**LISTED ENTRIES**
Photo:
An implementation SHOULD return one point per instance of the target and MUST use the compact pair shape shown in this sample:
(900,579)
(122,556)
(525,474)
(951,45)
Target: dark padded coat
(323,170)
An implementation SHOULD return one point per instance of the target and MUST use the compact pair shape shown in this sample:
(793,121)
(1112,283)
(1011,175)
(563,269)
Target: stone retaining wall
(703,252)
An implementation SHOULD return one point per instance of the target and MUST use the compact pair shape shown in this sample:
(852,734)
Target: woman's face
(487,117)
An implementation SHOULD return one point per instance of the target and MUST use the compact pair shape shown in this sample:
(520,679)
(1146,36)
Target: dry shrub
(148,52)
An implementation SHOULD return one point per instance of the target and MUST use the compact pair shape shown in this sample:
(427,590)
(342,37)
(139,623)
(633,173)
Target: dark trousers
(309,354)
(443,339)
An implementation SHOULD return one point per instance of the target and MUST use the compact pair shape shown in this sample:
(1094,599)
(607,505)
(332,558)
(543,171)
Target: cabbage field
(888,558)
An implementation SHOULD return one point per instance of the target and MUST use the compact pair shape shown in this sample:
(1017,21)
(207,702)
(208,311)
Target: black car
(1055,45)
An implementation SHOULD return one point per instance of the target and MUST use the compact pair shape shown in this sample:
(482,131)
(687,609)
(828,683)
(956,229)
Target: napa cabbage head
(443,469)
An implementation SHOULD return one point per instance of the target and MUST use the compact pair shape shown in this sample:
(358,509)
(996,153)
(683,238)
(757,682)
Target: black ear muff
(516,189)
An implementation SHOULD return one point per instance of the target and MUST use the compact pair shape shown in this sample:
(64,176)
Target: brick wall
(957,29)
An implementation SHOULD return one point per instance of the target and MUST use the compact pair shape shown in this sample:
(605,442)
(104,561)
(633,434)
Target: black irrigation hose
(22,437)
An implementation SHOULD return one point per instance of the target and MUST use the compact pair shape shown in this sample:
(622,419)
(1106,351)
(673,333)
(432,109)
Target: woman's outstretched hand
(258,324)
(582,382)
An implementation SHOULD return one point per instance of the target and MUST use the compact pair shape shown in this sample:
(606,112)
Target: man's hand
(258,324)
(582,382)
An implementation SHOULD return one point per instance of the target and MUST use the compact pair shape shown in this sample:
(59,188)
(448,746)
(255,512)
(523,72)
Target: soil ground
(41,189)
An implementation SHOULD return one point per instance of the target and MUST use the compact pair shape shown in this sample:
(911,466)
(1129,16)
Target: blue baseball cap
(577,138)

**PROBLEM REQUIREMENTS**
Return the listing in full, matching each word exactly.

**ANSWER TO THIS PROBLEM**
Photo:
An implementation SHOULD return one point per instance of the target and MUST use the compact pair shape shown in this sample:
(900,579)
(122,556)
(525,474)
(951,45)
Target: dark padded coat
(323,170)
An implementation SHOULD return one point per instance of the target and MUST use the compact pair shape shown in this sample:
(793,121)
(1112,283)
(1011,175)
(563,269)
Target: stone retaining wall
(703,252)
An implementation SHOULD return one point per instance of the target and MUST use the compact pair shape shown in this sample:
(852,734)
Target: woman's face
(487,117)
An implementation SHOULD return one point per instance of the target and MUST use the compact pair shape shown in this sample:
(520,679)
(1146,36)
Target: dry shrub
(148,52)
An implementation SHOULD return one point per instance of the target and MUST use the compact pair shape shown in this sample:
(427,590)
(342,37)
(139,623)
(633,173)
Target: dark trousers
(309,354)
(443,339)
An implementation SHOULD return one point per instance of the target and MUST use the compact pair shape shown in this sample:
(1094,599)
(607,505)
(332,558)
(543,171)
Target: cabbage field
(888,558)
An implementation SHOULD return one point per instance of the target and MUST use the compact pair shape shown in this sample:
(1017,21)
(207,702)
(208,311)
Target: black car
(1055,45)
An implementation SHOULD return one point per instance of the target and MUST use the compact pair shape shown in this sample:
(482,131)
(687,609)
(828,683)
(956,229)
Target: napa cabbage head
(443,469)
An implementation SHOULD return one point per instance of the target and MUST use the compact pair shape shown in this sample:
(358,509)
(996,153)
(683,238)
(757,682)
Target: black ear muff
(516,189)
An implementation SHOULD return one point per instance of the target and MUST use the compact pair shape shown in this sample:
(64,176)
Target: brick wall
(957,29)
An implementation SHOULD return one point per instance of the target and MUST use the compact pair shape shown in this sample:
(605,442)
(104,561)
(633,434)
Target: black irrigation hose
(22,437)
An implementation SHOULD return one point per instance of the target and MUST use the compact pair shape shown in this sample:
(622,419)
(1106,351)
(673,333)
(432,109)
Target: woman's outstretched hand
(258,324)
(582,382)
An implementation SHOULD return one point per instance of the target and MUST use the compact pair shape shown in this sample:
(606,112)
Target: man's hand
(258,324)
(582,382)
An implementation SHOULD return one point per instance of the target and MUST use the compact pair shape shown in this sample:
(59,188)
(448,746)
(255,512)
(523,72)
Target: soil ground
(41,189)
An implementation SHOULD return one point per instance of the target and MUST use the compact pair shape shown in this sample:
(911,466)
(1129,16)
Target: blue baseball cap
(577,138)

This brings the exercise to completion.